= Problem statement =
Copy the listing from the line with "For every instance of the black alloy" up to and including the line with "[(670, 204)]", swapping "thickest part" for "widest part" and leaving everything else as it stands.

= Records shown =
=====

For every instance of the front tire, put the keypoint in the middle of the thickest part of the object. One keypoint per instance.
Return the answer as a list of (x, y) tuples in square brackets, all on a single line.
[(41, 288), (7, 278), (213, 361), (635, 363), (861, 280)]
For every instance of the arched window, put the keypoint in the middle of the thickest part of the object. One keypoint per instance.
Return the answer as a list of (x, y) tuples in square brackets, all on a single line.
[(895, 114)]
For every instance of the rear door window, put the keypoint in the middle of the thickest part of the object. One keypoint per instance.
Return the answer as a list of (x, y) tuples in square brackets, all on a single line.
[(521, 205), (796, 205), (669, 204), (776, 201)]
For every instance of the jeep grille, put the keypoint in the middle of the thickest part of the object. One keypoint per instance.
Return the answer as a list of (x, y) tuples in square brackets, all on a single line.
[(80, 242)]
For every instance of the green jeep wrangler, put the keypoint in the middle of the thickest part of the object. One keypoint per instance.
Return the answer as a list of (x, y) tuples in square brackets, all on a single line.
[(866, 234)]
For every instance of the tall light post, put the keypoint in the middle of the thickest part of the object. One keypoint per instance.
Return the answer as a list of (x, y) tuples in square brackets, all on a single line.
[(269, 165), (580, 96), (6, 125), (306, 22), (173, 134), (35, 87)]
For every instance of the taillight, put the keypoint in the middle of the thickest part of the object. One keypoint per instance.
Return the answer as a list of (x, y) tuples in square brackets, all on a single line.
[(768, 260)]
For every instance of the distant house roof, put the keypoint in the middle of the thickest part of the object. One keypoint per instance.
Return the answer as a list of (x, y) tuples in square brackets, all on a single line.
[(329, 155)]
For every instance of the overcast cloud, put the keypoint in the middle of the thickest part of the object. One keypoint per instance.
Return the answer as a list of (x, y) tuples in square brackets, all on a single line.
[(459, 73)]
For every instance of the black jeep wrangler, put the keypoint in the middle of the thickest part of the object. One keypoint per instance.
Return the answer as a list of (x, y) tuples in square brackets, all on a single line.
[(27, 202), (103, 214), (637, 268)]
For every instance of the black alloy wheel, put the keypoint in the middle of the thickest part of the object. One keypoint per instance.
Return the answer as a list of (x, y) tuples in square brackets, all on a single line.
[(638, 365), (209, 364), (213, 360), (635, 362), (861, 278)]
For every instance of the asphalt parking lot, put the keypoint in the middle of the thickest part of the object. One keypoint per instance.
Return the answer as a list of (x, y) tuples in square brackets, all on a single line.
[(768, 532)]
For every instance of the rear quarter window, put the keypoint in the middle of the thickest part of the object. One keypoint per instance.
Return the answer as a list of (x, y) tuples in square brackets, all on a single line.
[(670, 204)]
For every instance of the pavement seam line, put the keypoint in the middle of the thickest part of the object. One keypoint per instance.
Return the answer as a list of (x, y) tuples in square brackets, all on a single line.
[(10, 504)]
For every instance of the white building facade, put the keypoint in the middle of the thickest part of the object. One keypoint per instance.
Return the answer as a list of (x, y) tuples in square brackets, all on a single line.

=====

= Full response =
For every instance of the black alloy wheel, put the keypoint in the middle of the widest part of the object. One keypoint per instance.
Return the answer as a list of (x, y) tuples in square brackets, all on a single line.
[(638, 365), (209, 364), (213, 360), (635, 362), (861, 278)]
For every instance of the asphalt parking lot, put the keypoint in the middle of the widest part of the object. One keypoint per instance.
Return the answer as a list of (x, y) tuples in square brackets, all on a single line.
[(768, 532)]
For every instance of the rear quarter window, put the keypoint in the middle of the widest part of the object. One keypoint per instance.
Return the answer as a list of (x, y) tuples in square brackets, all on a single line.
[(670, 204)]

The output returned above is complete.